-------- Material --------

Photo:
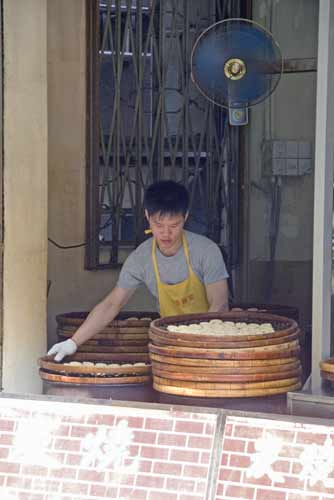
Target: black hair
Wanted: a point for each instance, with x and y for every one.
(166, 197)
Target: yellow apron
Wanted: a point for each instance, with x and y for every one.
(188, 296)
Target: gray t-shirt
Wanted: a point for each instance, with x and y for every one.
(205, 258)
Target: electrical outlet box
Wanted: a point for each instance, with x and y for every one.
(288, 158)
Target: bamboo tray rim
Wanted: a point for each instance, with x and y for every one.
(52, 377)
(159, 325)
(48, 364)
(201, 362)
(222, 341)
(122, 319)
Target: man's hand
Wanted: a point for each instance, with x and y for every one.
(63, 349)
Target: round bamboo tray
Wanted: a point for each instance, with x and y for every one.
(242, 374)
(134, 333)
(268, 352)
(257, 364)
(65, 379)
(125, 319)
(225, 393)
(277, 309)
(105, 349)
(221, 341)
(47, 363)
(284, 327)
(327, 365)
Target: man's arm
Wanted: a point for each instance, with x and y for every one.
(102, 314)
(217, 294)
(98, 318)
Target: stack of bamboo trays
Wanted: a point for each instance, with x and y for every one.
(127, 334)
(220, 365)
(97, 369)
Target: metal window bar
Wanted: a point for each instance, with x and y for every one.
(147, 121)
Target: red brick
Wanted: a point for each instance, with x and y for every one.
(75, 488)
(97, 490)
(82, 431)
(30, 496)
(304, 496)
(296, 468)
(190, 497)
(200, 487)
(67, 444)
(189, 427)
(159, 424)
(224, 459)
(6, 425)
(150, 481)
(19, 482)
(33, 470)
(228, 429)
(200, 442)
(91, 476)
(310, 438)
(73, 459)
(270, 495)
(195, 471)
(108, 420)
(245, 431)
(281, 466)
(239, 461)
(63, 430)
(232, 475)
(133, 422)
(261, 481)
(181, 485)
(133, 494)
(146, 437)
(239, 491)
(173, 469)
(210, 428)
(4, 452)
(286, 436)
(205, 457)
(45, 485)
(172, 439)
(184, 456)
(159, 495)
(291, 451)
(293, 483)
(154, 453)
(238, 445)
(6, 439)
(63, 473)
(144, 465)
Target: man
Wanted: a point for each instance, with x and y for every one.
(183, 270)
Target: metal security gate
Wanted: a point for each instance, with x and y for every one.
(148, 122)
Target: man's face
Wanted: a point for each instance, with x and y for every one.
(167, 230)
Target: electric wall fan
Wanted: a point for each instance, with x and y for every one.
(236, 63)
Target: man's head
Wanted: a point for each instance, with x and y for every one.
(166, 206)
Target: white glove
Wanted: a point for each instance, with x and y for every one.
(63, 349)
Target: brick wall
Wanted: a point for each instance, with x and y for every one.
(276, 460)
(56, 450)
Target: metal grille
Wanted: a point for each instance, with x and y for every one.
(148, 122)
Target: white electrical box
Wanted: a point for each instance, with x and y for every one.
(288, 158)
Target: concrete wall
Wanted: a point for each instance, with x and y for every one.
(288, 114)
(25, 193)
(72, 287)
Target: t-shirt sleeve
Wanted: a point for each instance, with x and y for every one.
(213, 265)
(132, 272)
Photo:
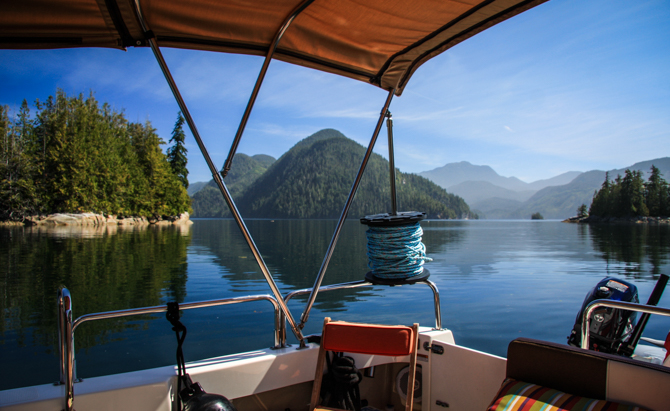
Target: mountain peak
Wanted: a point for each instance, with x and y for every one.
(320, 135)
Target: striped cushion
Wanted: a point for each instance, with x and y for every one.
(522, 396)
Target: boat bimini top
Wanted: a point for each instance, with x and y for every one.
(382, 42)
(379, 41)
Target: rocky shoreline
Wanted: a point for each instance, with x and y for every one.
(628, 220)
(95, 220)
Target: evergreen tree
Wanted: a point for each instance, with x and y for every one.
(17, 191)
(78, 156)
(632, 195)
(582, 211)
(176, 154)
(600, 205)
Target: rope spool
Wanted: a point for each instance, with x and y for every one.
(395, 250)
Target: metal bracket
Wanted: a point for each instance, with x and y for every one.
(436, 349)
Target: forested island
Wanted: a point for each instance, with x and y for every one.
(72, 154)
(75, 155)
(629, 198)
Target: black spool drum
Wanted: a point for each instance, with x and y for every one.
(389, 220)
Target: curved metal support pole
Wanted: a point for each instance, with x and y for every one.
(217, 178)
(261, 76)
(588, 312)
(436, 299)
(188, 306)
(66, 328)
(394, 198)
(66, 344)
(342, 286)
(345, 211)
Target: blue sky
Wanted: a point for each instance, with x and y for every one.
(568, 86)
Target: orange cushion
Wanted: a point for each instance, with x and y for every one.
(368, 339)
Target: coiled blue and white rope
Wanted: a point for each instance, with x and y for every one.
(396, 252)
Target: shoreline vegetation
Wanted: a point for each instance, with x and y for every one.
(618, 220)
(95, 220)
(74, 156)
(628, 199)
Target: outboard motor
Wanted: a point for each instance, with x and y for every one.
(609, 327)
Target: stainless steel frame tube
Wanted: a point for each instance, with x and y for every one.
(66, 328)
(217, 178)
(343, 216)
(261, 76)
(66, 345)
(586, 319)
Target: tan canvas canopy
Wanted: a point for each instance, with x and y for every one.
(377, 41)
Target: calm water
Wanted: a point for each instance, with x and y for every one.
(497, 279)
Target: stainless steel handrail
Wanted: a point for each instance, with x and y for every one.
(362, 283)
(67, 327)
(215, 174)
(641, 308)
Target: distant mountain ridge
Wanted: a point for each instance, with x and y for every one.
(313, 179)
(496, 197)
(208, 201)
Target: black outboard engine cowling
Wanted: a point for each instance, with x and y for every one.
(609, 327)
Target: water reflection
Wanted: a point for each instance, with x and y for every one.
(629, 248)
(497, 279)
(106, 268)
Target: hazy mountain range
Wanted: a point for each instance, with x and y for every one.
(313, 179)
(496, 197)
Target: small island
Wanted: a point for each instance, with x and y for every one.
(628, 199)
(78, 162)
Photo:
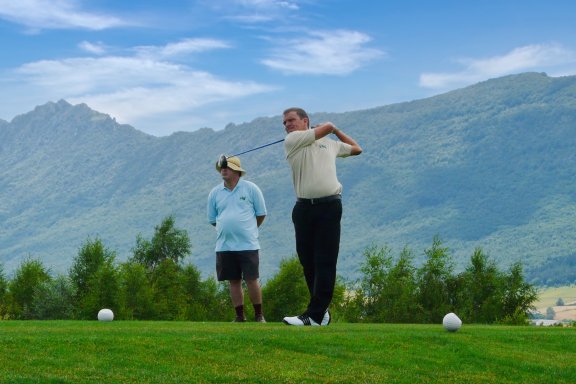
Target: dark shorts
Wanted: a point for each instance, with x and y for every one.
(235, 265)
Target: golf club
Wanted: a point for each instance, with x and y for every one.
(223, 159)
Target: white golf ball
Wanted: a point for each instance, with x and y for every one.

--------

Copy the listing above line for line, leaving out the pictures.

Photo:
Target: black hair
Wanted: a point for each instance, with x and y for every one.
(166, 197)
Target: yellow apron
Wanted: a point for each instance, with x and y for every one.
(188, 296)
Target: gray t-shirt
Wanted: a point for each instance, with x and y for every one.
(205, 258)
Target: electrical outlet box
Wanted: a point for each instance, with x and y for every one.
(288, 158)
Target: bamboo tray rim
Wanted: a point for each instance, with x and y for every one.
(52, 377)
(159, 325)
(48, 364)
(201, 362)
(222, 341)
(122, 319)
Target: man's hand
Wanted: a point for each instance, with x and y for every one.
(63, 349)
Target: round bamboo tray
Wanted: a point for each instance, with x and y for every one.
(242, 374)
(134, 333)
(268, 352)
(257, 364)
(65, 379)
(125, 319)
(225, 393)
(277, 309)
(105, 349)
(221, 341)
(47, 363)
(284, 327)
(327, 365)
Target: man's arm
Wanted: a point for each instance, with x and y for every one.
(102, 314)
(217, 294)
(98, 318)
Target: stack of bamboo trays
Wanted: a point for each instance, with x and y for every one.
(127, 334)
(220, 365)
(97, 369)
Target: metal window bar
Wanted: a point for each instance, with x and y for every one.
(147, 121)
Target: red brick
Wanted: a point for each instance, with x and y for every one.
(75, 488)
(97, 490)
(82, 431)
(30, 496)
(304, 496)
(296, 468)
(190, 497)
(200, 487)
(67, 444)
(189, 427)
(159, 424)
(224, 459)
(6, 425)
(150, 481)
(19, 482)
(33, 470)
(228, 429)
(200, 442)
(91, 476)
(310, 438)
(73, 459)
(270, 495)
(195, 471)
(108, 420)
(245, 431)
(281, 466)
(239, 461)
(63, 430)
(232, 475)
(133, 422)
(261, 481)
(181, 485)
(133, 494)
(146, 437)
(239, 491)
(173, 469)
(210, 428)
(4, 452)
(286, 436)
(205, 457)
(45, 485)
(172, 439)
(184, 456)
(159, 495)
(291, 451)
(293, 483)
(154, 453)
(238, 445)
(6, 439)
(63, 473)
(144, 465)
Target: man
Wanted: a point for each instance, with x and y for every one.
(183, 270)
Target: metal security gate
Wanted: a point for each instance, with x and y for every one.
(148, 122)
Target: man's face
Wanted: a point for each instance, with x and y for every one.
(167, 230)
Target: electric wall fan
Wanted: a point for each instance, with x and y for every one.
(236, 63)
Target: man's head
Wanted: a point for each instance, with x and y for every one.
(166, 206)
Target: white glove
Wanted: a point for each instance, with x and y for every one.
(63, 349)
Target: brick wall
Wanted: a point for each instance, with x and y for every one.
(276, 460)
(56, 450)
Target: metal grille
Wanted: a point for each instance, with x and y for every one.
(148, 122)
Target: white electrical box
Wanted: a point for each instance, with x and y for every one.
(288, 158)
Target: concrete wall
Wanted: a point for each instance, with x and y for every one.
(288, 114)
(25, 193)
(72, 287)
Target: t-shirt sleeve
Wanted: a point for each instance, with x and y for every one.
(213, 265)
(132, 272)
Photo:
Target: mountain peak
Wanted: a point for each instance, with x and y for every one.
(320, 135)
Target: striped cushion
Wanted: a point for each instance, with x and y for every one.
(522, 396)
Target: boat bimini top
Wanted: a point for each instance, with x and y for every one.
(382, 42)
(379, 41)
Target: rocky shoreline
Wanted: a point for each instance, with x and y for every one.
(628, 220)
(95, 220)
Target: evergreen tree
Wanted: a point for each instance, with x and y for every one.
(17, 191)
(78, 156)
(632, 195)
(582, 211)
(176, 154)
(600, 205)
Target: rope spool
Wanted: a point for each instance, with x and y for every one.
(395, 250)
Target: metal bracket
Wanted: a point for each instance, with x and y for every one.
(436, 349)
Target: forested island
Wanted: a point for each instance, with x and y for every one.
(72, 154)
(75, 155)
(629, 198)
Target: black spool drum
Wanted: a point for each instance, with x and y for every one.
(389, 220)
Target: curved metal support pole
Wanted: a point for each instance, with x and y for every one.
(217, 178)
(261, 76)
(588, 312)
(436, 299)
(188, 306)
(66, 328)
(394, 198)
(66, 344)
(342, 286)
(345, 211)
Target: blue sky
Wanted: a point for each instance, with x and y for every one.
(568, 86)
Target: orange cushion
Wanted: a point for each instance, with x and y for every one.
(368, 339)
Target: coiled blue and white rope
Wanted: a point for each instance, with x and y for every one.
(396, 252)
Target: shoreline vegetation
Wanted: a point for each instance, with x and y for every one.
(618, 220)
(95, 220)
(74, 156)
(628, 199)
Target: outboard motor
Wanted: a point for each instance, with x and y for every one.
(609, 327)
Target: stainless steel frame tube
Wanted: a point for each instance, with x and y for every one.
(66, 328)
(217, 178)
(343, 216)
(261, 76)
(66, 345)
(586, 319)
Target: tan canvas canopy
Wanted: a point for each instance, with x and y for every one.
(377, 41)
Target: calm water
Wanted: a point for each instance, with x and y for every one.
(497, 279)
Target: stainless steel handrail
Wanted: a point for each instance, with x and y for every one.
(362, 283)
(67, 327)
(215, 174)
(641, 308)
Target: distant mountain ridge
Wanted: a point for each instance, with x and y for every one.
(313, 179)
(496, 197)
(208, 201)
Target: black outboard engine cowling
Wanted: a point for each instance, with x and y for every one.
(609, 327)
Target: water reflection
Wanted: a point for each instance, with x and y for every one.
(629, 248)
(497, 279)
(106, 268)
Target: hazy mountain range
Wanted: a point for each instance, with x and y for every one.
(313, 179)
(496, 197)
Target: small island
Wanted: a point for each instance, with x and y for every one.
(628, 199)
(78, 162)
Photo:
Target: dark shorts
Wanted: a point for each instance, with x and y for every one.
(235, 265)
Target: golf club
Wanted: a point for each instance, with x and y for every one.
(223, 159)
Target: white golf ball
Wanted: a point for each instance, with x and y for every one.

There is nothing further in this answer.